## Text passage:

In some implementations, techniques such as reinforcement learning may be employed to automatically generate/curate training data that can then be used to train a generative model to better formulate its output in accordance with length constraints. For example, a given input prompt that includes one or more length constraints may be processed multiple times to generate multiple different candidate generative model responses. In some implementations, the same generative model may be used to generate each candidate generative model response, e.g., by selecting temperatures that ensure each response will be different. Additionally or alternatively, different generative models may be used, e.g., one “larger model” having more parameters than another “smaller” model. However they are generated, each candidate generative model response may then be evaluated, e.g., as described above and/or using a reward model trained specifically for such a purpose, for compliance with the input prompt's length constraint(s). The candidate generative model response that most closely aligns with the length constraint(s) may be selected for use as a training example to train/fine-tune the generative model. In some cases, at least one of the responses may be generated using the same generative model that will ultimately be trained. This may facilitate better alignment between the two different models, and ultimately, more tightly controlled generative model output.

In some implementations where the candidate generative model responses are generated using larger and smaller generative models, the larger generative model may be used as a “teacher” and the smaller generative model may be trained as a “student.” For instance, the smaller generative model may be trained using training data that is generated by the larger generative model. The smaller generative model may then be used subsequently to generate generative model output that is more closely aligned with length constraint(s) specified in input prompts, while requiring less computational resources than the larger generative model.

FIG. 1 is a schematic diagram illustrating components that can cooperate to carry out selected aspects of the present disclosure, in accordance with various implementations. The various components depicted in FIG. 1, particularly those components forming a knowledge system 100, may be implemented using any combination of hardware and software. The components of FIG. 1 are depicted as being communicatively coupled with each other via one or more networks 199, which may include one or more personal area networks, local area networks, and/or wide area networks (e.g., the Internet). However, this is not meant to be limiting. Various aspects of the present disclosure that are described as being performed by and/or stored on system 100 can alternatively be performed by and/or stored elsewhere and/or distributed across multiple systems, such as between system 100 and a client device 124.

## Dataset section:
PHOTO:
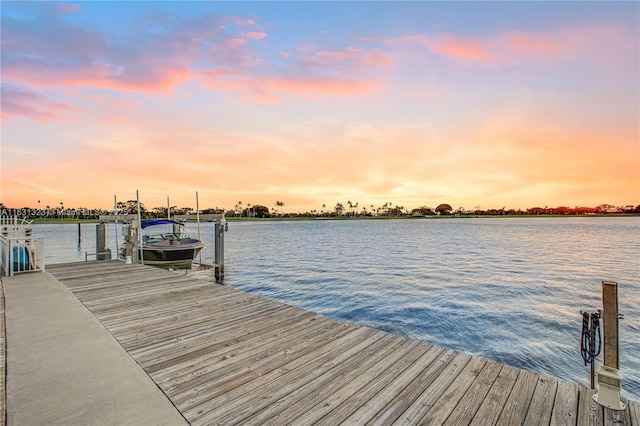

## Required tasks:
(1) Answer the following from the patent excerpt:
(a) When the same generative model produces every candidate response, what are the temperatures selected to ensure?
(b) Which generative model may act as the "teacher"?
(c) What kinds of networks may networks 199 include?
(2) State whether each statement agrees with the patent excerpt, and support each yes or no with the deciding words quoted from it.
(a) The smaller generative model requires more computational resources than the larger one.
(b) Candidate responses may be evaluated with a reward model.
(c) The components of knowledge system 100 must be implemented in hardware alone.
(3) Reproduce the part of the patent excerpt that opens with the words containing "In some implementations where" and closes with "than the larger generative model.", exchanging "teacher" for "mentor".

## Full solutions:
(1)
(a) That each response will be different.
(b) The larger generative model.
(c) One or more personal area networks, local area networks, and/or wide area networks (e.g., the Internet).

(2)
(a) No: "while requiring less computational resources than the larger generative model."
(b) Yes: "using a reward model trained specifically for such a purpose."
(c) No: "may be implemented using any combination of hardware and software."

(3)
In some implementations where the candidate generative model responses are generated using larger and smaller generative models, the larger generative model may be used as a “mentor” and the smaller generative model may be trained as a “student.” For instance, the smaller generative model may be trained using training data that is generated by the larger generative model. The smaller generative model may then be used subsequently to generate generative model output that is more closely aligned with length constraint(s) specified in input prompts, while requiring less computational resources than the larger generative model.